» EXERCISE DETAILS
Reproduce the rows below, replacing each "pick planner" with "grasp planner" and changing nothing else. Leave out the pictures.

» PROVIDED ENTRIES

====

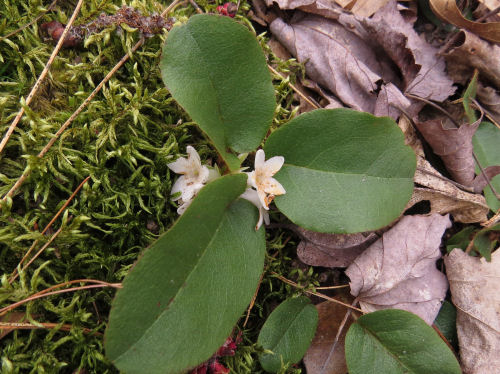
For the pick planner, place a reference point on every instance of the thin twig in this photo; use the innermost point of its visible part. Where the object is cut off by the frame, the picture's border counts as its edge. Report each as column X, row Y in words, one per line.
column 44, row 325
column 291, row 283
column 196, row 7
column 45, row 70
column 108, row 76
column 332, row 287
column 444, row 111
column 44, row 293
column 13, row 276
column 293, row 87
column 49, row 8
column 253, row 300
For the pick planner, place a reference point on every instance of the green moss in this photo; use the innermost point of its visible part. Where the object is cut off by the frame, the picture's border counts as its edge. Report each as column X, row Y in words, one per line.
column 123, row 140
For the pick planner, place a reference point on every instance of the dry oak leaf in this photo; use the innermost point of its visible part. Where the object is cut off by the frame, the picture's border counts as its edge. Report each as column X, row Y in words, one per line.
column 475, row 291
column 423, row 72
column 445, row 197
column 324, row 351
column 331, row 250
column 347, row 65
column 470, row 52
column 399, row 270
column 453, row 145
column 448, row 11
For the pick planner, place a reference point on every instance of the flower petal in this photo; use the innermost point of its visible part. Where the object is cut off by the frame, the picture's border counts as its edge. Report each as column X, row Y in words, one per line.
column 179, row 166
column 193, row 156
column 179, row 186
column 273, row 187
column 260, row 159
column 272, row 165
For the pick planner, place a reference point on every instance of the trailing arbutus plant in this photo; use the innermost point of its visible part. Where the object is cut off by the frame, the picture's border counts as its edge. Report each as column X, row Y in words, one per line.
column 332, row 171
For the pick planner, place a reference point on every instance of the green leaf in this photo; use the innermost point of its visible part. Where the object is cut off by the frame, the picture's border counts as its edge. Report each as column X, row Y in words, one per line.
column 394, row 341
column 215, row 69
column 446, row 322
column 344, row 172
column 184, row 295
column 486, row 141
column 288, row 332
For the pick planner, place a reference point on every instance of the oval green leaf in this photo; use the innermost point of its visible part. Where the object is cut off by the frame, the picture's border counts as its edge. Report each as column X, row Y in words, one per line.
column 288, row 332
column 395, row 341
column 215, row 69
column 185, row 294
column 344, row 171
column 486, row 142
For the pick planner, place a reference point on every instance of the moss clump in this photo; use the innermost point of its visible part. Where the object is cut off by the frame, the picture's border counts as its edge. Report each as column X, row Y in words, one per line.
column 123, row 141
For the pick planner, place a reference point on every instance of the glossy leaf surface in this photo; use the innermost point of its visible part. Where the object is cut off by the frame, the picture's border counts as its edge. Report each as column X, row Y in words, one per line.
column 288, row 332
column 215, row 69
column 182, row 298
column 344, row 172
column 393, row 341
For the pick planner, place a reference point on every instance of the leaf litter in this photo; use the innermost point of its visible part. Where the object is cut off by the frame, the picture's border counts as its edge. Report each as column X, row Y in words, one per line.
column 377, row 62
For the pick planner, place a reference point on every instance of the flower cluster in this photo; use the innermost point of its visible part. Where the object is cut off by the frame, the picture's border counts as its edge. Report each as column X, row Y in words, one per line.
column 195, row 176
column 262, row 186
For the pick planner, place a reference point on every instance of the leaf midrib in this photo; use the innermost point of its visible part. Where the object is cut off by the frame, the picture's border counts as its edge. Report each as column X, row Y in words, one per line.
column 179, row 291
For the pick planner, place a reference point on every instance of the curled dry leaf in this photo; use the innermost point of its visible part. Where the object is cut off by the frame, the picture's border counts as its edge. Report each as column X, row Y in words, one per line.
column 475, row 291
column 317, row 356
column 358, row 55
column 332, row 250
column 471, row 52
column 422, row 71
column 453, row 145
column 444, row 197
column 349, row 68
column 448, row 11
column 399, row 270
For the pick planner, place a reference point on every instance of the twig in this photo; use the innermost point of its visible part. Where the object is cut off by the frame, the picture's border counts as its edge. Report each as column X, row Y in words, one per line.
column 291, row 283
column 252, row 303
column 13, row 276
column 44, row 247
column 293, row 87
column 44, row 325
column 493, row 220
column 196, row 7
column 108, row 76
column 444, row 111
column 49, row 8
column 48, row 292
column 45, row 70
column 332, row 287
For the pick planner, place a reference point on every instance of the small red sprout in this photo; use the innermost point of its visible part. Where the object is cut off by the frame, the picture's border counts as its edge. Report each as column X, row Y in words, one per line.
column 228, row 9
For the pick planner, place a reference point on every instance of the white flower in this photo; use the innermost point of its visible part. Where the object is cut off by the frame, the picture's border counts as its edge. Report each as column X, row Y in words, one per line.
column 252, row 196
column 194, row 177
column 262, row 178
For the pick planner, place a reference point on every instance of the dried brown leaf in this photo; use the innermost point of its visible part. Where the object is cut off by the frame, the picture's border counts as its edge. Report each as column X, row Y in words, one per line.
column 448, row 11
column 475, row 290
column 332, row 250
column 469, row 53
column 453, row 145
column 330, row 318
column 348, row 66
column 445, row 197
column 399, row 271
column 422, row 71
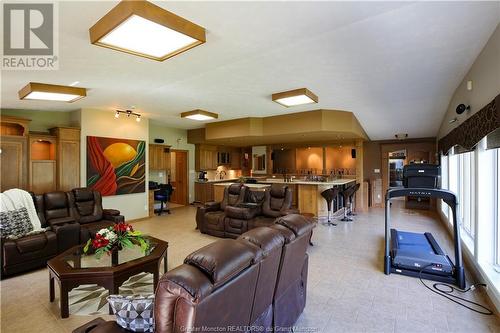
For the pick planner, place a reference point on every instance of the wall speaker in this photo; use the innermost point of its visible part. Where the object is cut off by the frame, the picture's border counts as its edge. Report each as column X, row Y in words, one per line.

====

» TASK RESULT
For the grasp planner, place a reference point on every instance of the thin twig in this photo; use the innermost point of its visible part. Where the object is cut off by the frame, the picture's border counts as its edge. Report each as column X, row Y in words, one per line.
column 44, row 325
column 291, row 283
column 196, row 7
column 45, row 70
column 108, row 76
column 332, row 287
column 444, row 111
column 44, row 293
column 13, row 276
column 293, row 87
column 49, row 8
column 253, row 300
For the grasp planner, place a reference point on every instance of the green moss in this photo; use the innermost point of its visible part. Where the object is cut off by the frame, the picture's border counts as its edge. Report each as column X, row Y in words, one per line.
column 123, row 140
For the grasp planner, place a reference point on every instance of the dry oak leaf in this photo; use the innermost point of its visible part. Where the object is cut off by the frame, the picture's border counts as its edge. Report each as column X, row Y in words, one per line.
column 475, row 291
column 423, row 72
column 445, row 197
column 324, row 351
column 331, row 250
column 347, row 65
column 470, row 52
column 399, row 270
column 453, row 145
column 448, row 11
For the grasp planner, place a reference point on every instance of the flower petal in this photo; use the innermost point of its visible part. Where the object is cut off by the frame, the picture's border counts as its edge. Report each as column X, row Y in words, one per line.
column 179, row 166
column 193, row 156
column 179, row 186
column 273, row 187
column 260, row 159
column 272, row 165
For the grasp planner, place a reference point on every instance of the trailing arbutus plant in this photo; use the innermost point of its visible part. Where the object is cut off by the frame, the picture's border counts as its edge. Report each as column X, row Y in words, one per line.
column 332, row 171
For the grasp planner, place a reference point on every instance of the green leaf in this photo; use the innermost point of its visible part. Where the object is cut off by the frame, the picture's border counts as its edge. Report each as column X, row Y in words, one per line.
column 394, row 341
column 215, row 69
column 446, row 322
column 344, row 172
column 184, row 295
column 486, row 141
column 288, row 332
For the grasp planner, place a reference point on every instance of the oval green leaf in this photo; use the innermost point of its visible part. Where the object is cut off by the frame, the picture's border counts as its edge. Report each as column X, row Y in words, one per line.
column 288, row 332
column 395, row 341
column 215, row 69
column 185, row 294
column 344, row 171
column 486, row 142
For the grasp planner, place a reference point on every instance of the moss clump in this photo; use the innermost point of its visible part. Where the object is cut off by the frame, the picture's border counts as its edge. Report each as column X, row Y in words, one per line.
column 123, row 141
For the grasp planner, place a reference point on every instance of the glossy leaf surface in this photo; use the innermost point of its visible part. Where the object is cut off by the frame, the picture's border counts as its edge. Report each as column X, row Y in words, one per line.
column 288, row 332
column 215, row 69
column 182, row 298
column 344, row 172
column 393, row 341
For the grasp planner, place a reference point on every instance of the leaf litter in this photo; use the innermost point of its visible part. Where the object is cut off by the frame, the picture's border counts as its edge. Report each as column X, row Y in words, one per line.
column 377, row 62
For the grasp planner, place a reference point on every instance of the flower cluster in this photo; use the innermost point of its visible part. Where the object is cut off by the frame, the picture's border counts as its edge. Report each as column X, row Y in words, one per line.
column 195, row 176
column 262, row 186
For the grasp planner, place a reference point on every instance of the leaf midrib in this photo; use the innermost point of its visible part. Where the object is cut off by the frame, the picture's border counts as its edge. Report each as column X, row Y in words, one per line.
column 179, row 291
For the grasp planner, place a reference point on every instance of the curled dry leaf in this photo; use the innermost point of its visible part. Where the object is cut off by the frame, the picture's border counts as its edge. Report each as column X, row Y in words, one per line.
column 475, row 291
column 317, row 356
column 358, row 55
column 332, row 250
column 471, row 52
column 422, row 71
column 453, row 145
column 444, row 197
column 349, row 68
column 448, row 11
column 399, row 270
For the grasp planner, place a reference point on every instance of the twig in this photo; use the innermost point of its visible part. Where the object is cut off by the frame, the picture's border counts as its edge. Report each as column X, row Y in words, one per line.
column 291, row 283
column 252, row 303
column 13, row 276
column 44, row 247
column 293, row 87
column 44, row 325
column 493, row 220
column 196, row 7
column 108, row 76
column 444, row 111
column 49, row 8
column 48, row 292
column 45, row 70
column 332, row 287
For the grasp planner, place a reference point on every instance of the small red sprout in this photo; use the innermost point of its visible part. Where the object is cut off by the frame, the picture's border counts as its edge. Report each as column X, row Y in words, one per line.
column 228, row 9
For the grasp planner, place a reference point on every instance of the white flower in this photo; use the innermost point of its visible part. Where the object is cut off by the frame, the picture's border counts as its edge. Report each as column X, row Y in words, one per line.
column 252, row 196
column 194, row 177
column 262, row 178
For the grasp planner, place a reference point on every instance of the dried brown leaf in this photo; use the innermost point of its visible part. Where the object is cut off by the frame, the picture's border counts as its edge. Report each as column X, row Y in words, one per line.
column 448, row 11
column 475, row 290
column 332, row 250
column 469, row 53
column 453, row 145
column 330, row 318
column 348, row 66
column 445, row 197
column 399, row 271
column 422, row 71
For the grasp planner, place a reference point on every instance of the wall speaker in this photo; use the innermost point of its visible part. Where the object is cut off by the frame, the picture's border counts as its edge. Report each as column X, row Y in words, one per line.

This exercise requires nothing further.